Supplied records:
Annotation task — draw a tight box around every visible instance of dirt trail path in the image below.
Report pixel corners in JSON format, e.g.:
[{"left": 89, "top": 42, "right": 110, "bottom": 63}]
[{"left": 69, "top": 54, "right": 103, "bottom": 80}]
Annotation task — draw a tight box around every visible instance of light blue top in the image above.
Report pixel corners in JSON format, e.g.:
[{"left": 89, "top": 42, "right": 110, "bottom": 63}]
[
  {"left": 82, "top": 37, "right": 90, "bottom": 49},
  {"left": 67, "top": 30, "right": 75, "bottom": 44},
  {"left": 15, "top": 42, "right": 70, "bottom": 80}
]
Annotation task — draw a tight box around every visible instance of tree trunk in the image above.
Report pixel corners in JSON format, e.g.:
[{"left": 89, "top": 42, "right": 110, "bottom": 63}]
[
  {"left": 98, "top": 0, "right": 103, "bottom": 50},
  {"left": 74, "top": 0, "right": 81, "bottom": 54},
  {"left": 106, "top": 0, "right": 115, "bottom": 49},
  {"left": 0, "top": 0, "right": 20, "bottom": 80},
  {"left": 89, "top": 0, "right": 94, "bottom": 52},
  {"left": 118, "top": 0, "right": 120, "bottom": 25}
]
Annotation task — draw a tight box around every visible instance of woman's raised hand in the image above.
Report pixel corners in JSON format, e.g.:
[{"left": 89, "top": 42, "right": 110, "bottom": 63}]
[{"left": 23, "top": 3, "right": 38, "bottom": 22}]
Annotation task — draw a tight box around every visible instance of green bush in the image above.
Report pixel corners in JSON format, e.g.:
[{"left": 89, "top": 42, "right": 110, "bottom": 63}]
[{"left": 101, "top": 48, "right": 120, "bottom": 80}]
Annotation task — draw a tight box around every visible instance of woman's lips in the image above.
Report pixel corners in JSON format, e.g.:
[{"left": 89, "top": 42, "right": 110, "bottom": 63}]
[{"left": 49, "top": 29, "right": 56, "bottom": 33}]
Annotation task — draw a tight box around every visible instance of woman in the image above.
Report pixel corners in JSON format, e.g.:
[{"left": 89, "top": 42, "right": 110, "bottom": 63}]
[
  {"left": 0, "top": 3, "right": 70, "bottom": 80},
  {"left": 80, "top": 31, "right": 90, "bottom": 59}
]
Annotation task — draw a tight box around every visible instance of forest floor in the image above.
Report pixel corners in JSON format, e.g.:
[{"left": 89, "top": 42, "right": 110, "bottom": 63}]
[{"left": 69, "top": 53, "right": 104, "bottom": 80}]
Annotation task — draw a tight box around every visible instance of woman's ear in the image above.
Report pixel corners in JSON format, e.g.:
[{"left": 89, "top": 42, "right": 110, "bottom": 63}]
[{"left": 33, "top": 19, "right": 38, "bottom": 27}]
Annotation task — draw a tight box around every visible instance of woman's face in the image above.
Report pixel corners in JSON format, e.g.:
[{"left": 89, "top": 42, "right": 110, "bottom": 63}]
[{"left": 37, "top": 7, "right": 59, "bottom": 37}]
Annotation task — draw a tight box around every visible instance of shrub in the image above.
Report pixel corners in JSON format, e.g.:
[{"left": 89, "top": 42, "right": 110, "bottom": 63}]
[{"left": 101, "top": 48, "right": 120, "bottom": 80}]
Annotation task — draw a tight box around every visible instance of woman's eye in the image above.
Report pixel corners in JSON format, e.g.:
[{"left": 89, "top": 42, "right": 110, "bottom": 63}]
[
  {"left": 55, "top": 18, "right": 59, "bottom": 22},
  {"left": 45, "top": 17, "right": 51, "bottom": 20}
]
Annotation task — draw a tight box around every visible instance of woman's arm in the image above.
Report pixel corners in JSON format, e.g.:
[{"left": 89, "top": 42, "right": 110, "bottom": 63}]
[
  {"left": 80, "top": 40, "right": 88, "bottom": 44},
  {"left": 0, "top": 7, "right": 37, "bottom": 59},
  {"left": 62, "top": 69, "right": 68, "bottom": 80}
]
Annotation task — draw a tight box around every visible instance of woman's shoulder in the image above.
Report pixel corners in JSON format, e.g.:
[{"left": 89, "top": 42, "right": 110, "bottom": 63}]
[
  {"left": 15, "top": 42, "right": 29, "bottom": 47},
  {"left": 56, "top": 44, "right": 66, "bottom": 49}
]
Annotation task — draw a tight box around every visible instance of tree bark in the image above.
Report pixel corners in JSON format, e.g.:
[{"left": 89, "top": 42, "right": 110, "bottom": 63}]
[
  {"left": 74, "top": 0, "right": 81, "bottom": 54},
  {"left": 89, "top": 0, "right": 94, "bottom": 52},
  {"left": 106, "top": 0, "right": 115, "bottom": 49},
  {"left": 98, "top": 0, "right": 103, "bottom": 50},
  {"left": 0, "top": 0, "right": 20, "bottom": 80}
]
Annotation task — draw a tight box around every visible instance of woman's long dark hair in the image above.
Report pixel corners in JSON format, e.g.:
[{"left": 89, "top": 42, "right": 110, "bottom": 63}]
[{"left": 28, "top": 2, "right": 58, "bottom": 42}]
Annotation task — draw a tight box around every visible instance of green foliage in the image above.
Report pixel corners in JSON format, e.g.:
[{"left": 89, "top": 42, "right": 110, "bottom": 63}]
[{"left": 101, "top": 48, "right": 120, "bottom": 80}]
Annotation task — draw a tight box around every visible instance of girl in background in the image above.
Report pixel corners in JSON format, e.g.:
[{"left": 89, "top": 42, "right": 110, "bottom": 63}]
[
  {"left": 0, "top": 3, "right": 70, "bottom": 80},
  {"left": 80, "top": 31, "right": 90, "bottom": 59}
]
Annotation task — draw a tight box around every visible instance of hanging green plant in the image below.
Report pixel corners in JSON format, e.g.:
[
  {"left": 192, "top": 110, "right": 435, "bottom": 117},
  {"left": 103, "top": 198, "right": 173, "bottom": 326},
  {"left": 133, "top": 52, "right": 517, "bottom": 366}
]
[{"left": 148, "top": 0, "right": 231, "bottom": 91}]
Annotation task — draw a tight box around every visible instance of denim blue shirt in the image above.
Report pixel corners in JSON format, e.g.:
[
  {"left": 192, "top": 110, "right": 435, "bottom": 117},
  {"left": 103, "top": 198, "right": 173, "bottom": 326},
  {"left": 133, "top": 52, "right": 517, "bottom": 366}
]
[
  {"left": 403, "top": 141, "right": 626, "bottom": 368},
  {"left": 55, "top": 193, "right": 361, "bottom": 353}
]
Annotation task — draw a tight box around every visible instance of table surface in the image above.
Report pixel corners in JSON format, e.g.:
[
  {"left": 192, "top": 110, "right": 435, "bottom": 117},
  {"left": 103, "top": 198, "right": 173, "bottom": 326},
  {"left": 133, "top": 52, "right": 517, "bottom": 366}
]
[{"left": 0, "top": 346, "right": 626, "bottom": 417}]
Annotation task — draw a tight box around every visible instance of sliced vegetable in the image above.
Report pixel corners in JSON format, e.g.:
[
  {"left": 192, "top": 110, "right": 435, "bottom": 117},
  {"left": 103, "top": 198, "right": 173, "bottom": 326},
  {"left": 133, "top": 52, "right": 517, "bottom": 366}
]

Request: Locate every line in the rows above that contains the string "below" and copy each of those lines.

Written response:
Annotation task — draw a tight box around every visible instance of dirt trail path in the image below.
Annotation task — draw a tight box around every visible instance of hanging green plant in the image below.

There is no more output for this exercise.